(Referring expression data)

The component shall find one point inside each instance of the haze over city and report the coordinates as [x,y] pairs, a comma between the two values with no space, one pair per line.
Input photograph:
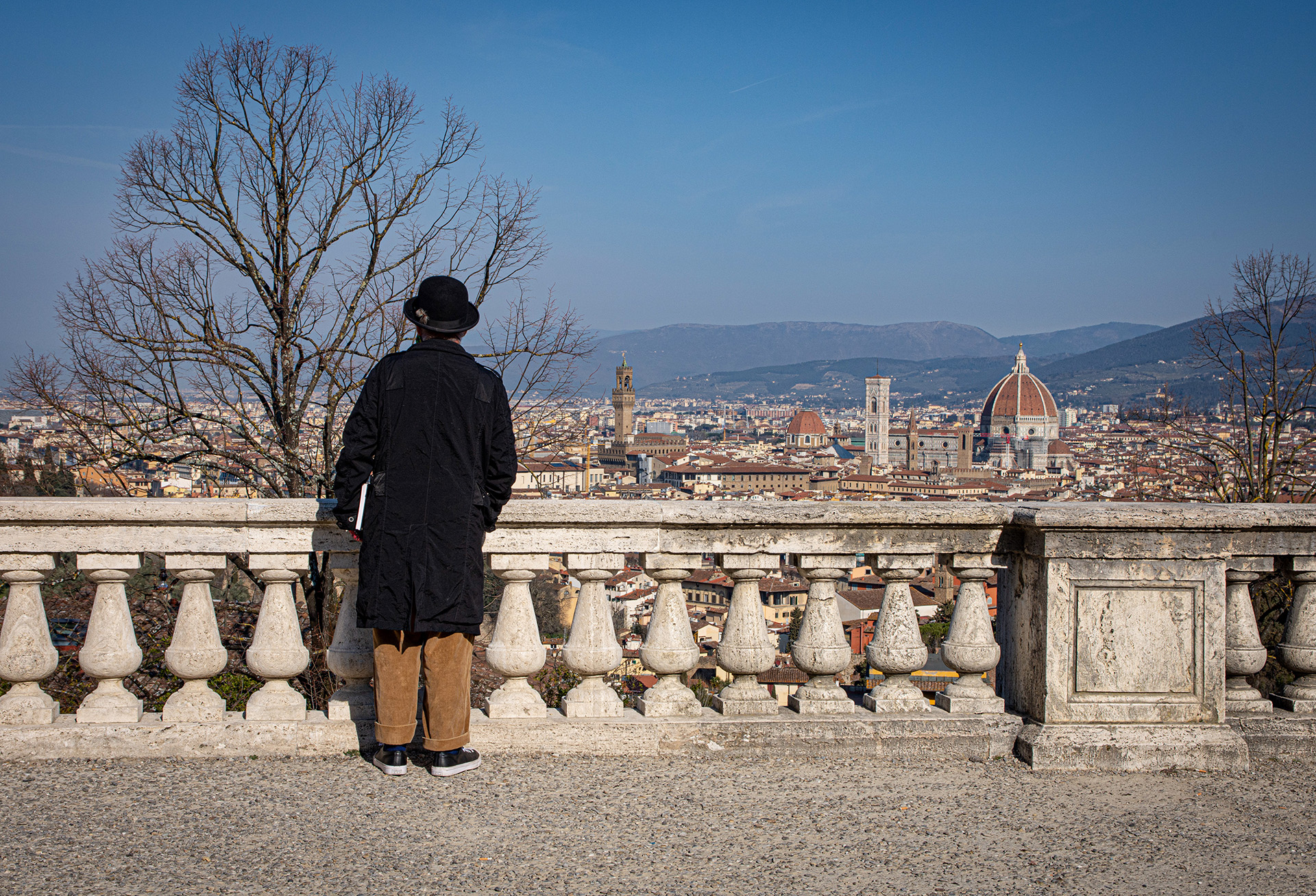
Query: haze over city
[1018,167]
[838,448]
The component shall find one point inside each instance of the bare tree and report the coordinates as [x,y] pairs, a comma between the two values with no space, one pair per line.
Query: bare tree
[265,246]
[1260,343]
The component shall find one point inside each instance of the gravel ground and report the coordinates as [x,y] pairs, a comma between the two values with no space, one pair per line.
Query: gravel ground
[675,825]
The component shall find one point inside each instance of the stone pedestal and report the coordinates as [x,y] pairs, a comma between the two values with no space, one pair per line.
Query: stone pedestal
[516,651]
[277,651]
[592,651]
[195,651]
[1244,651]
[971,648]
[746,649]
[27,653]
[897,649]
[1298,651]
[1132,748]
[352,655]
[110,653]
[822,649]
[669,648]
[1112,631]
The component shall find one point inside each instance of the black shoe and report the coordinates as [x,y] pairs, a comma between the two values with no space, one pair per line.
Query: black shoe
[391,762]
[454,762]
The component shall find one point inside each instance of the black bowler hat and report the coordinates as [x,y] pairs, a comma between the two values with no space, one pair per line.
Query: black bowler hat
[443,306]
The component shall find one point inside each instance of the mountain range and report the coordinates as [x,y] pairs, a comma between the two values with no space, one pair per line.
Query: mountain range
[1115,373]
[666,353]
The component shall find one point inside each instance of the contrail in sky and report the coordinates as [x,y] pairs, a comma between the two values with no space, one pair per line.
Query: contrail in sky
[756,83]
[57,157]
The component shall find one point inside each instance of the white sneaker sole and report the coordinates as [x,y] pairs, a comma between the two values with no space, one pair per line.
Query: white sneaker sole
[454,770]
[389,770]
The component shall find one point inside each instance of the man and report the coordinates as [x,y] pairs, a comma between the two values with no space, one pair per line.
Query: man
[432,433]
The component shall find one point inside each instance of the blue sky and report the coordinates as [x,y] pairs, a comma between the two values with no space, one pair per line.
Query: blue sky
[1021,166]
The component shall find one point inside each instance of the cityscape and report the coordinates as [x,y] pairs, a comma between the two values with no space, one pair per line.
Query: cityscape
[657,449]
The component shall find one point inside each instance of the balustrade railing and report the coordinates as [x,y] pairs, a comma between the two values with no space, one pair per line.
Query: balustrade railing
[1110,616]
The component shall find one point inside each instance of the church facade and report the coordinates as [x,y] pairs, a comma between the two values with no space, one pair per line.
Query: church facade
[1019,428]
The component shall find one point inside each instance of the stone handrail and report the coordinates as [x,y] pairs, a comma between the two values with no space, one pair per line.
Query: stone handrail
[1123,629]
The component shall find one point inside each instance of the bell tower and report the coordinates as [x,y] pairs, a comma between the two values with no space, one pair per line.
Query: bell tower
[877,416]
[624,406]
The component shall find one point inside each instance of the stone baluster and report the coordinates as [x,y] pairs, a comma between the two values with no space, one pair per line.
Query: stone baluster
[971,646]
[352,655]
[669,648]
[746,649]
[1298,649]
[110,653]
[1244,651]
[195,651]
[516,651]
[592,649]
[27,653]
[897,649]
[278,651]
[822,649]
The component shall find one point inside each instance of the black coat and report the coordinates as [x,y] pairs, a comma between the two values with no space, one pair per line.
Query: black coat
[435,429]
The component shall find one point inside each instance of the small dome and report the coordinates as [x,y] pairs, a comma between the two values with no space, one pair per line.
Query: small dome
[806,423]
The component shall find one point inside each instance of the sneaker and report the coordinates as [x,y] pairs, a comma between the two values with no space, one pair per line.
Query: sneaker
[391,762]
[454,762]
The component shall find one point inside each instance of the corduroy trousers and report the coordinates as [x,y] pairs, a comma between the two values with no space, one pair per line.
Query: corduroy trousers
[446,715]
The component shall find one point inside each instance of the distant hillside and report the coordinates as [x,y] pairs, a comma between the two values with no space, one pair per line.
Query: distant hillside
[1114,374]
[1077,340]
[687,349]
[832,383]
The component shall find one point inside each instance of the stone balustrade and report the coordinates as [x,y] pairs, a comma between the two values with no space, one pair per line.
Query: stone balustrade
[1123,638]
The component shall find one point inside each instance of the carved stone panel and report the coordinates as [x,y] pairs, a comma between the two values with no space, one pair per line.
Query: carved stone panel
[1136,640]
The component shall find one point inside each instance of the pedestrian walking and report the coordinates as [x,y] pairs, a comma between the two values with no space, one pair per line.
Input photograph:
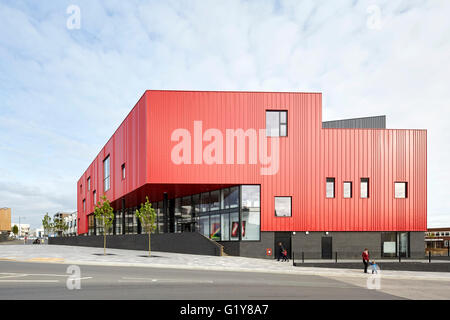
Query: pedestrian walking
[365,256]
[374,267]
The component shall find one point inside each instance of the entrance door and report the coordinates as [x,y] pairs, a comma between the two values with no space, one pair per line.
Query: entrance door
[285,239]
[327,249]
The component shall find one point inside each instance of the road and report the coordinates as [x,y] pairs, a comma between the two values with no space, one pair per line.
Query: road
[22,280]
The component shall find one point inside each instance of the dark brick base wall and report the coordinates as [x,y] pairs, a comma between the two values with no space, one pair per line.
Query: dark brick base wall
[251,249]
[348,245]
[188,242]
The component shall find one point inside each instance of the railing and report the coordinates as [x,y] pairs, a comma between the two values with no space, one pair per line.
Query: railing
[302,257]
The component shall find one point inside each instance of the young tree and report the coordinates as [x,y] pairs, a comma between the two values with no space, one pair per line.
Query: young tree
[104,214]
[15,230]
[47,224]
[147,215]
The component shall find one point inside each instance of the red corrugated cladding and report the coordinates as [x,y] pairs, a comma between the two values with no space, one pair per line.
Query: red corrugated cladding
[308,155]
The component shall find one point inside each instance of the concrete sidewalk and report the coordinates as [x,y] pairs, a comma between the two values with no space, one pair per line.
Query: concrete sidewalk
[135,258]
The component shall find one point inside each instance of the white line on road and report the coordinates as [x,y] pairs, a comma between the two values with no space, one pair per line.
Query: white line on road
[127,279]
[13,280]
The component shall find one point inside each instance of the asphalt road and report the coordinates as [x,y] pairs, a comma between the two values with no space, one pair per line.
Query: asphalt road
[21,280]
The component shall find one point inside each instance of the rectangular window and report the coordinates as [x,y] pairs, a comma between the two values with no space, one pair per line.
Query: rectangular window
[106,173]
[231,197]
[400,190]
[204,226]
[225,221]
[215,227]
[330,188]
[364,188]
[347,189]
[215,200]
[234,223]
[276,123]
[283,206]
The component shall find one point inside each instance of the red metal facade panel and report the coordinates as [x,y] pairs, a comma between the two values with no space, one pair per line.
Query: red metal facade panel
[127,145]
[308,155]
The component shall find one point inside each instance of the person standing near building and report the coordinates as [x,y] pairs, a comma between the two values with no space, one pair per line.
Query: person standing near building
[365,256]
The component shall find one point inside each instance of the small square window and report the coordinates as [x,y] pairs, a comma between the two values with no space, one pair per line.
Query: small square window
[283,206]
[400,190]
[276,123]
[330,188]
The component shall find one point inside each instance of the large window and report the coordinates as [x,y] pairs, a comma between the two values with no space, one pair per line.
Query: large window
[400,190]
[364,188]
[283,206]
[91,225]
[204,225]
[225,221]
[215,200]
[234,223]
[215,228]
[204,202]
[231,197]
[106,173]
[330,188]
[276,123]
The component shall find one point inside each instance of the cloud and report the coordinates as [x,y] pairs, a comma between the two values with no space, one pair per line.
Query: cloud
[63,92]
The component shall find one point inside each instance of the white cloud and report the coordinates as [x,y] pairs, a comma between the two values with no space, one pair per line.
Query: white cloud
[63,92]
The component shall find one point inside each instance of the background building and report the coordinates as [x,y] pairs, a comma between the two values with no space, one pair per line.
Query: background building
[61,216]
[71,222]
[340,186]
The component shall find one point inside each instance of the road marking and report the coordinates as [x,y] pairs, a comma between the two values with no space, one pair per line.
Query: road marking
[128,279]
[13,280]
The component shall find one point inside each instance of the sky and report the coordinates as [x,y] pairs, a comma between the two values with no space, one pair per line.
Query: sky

### Aim of the exercise
Repeat the lines exactly as they stand, from the opening line of the data through the line with "the stone pedestal". Pictures stay out of the copy.

### Answer area
The component shall find one point inside each instance of the haze over city and report the coordinates as [x,y] pairs, a comma between the two values with no space, one pair per line.
Input photograph:
Query: haze over city
[1018,167]
[838,448]
The component shall find one point inside each instance of the bare tree and report the coordinates as [x,y] pairs, a comma between the two values with no space, one pair per line.
Query: bare tree
[265,246]
[1260,343]
The component shall find one point inside each instance of the gravel ground and report the coordinates as [x,y] pairs, a comma between the two values with no space, one pair per line.
Query: gravel ground
[675,825]
The component shall find one point inside each instance of the stone pedestal and report the coordinates as [x,y] pairs, a comma between the two values with no space, one pair per line.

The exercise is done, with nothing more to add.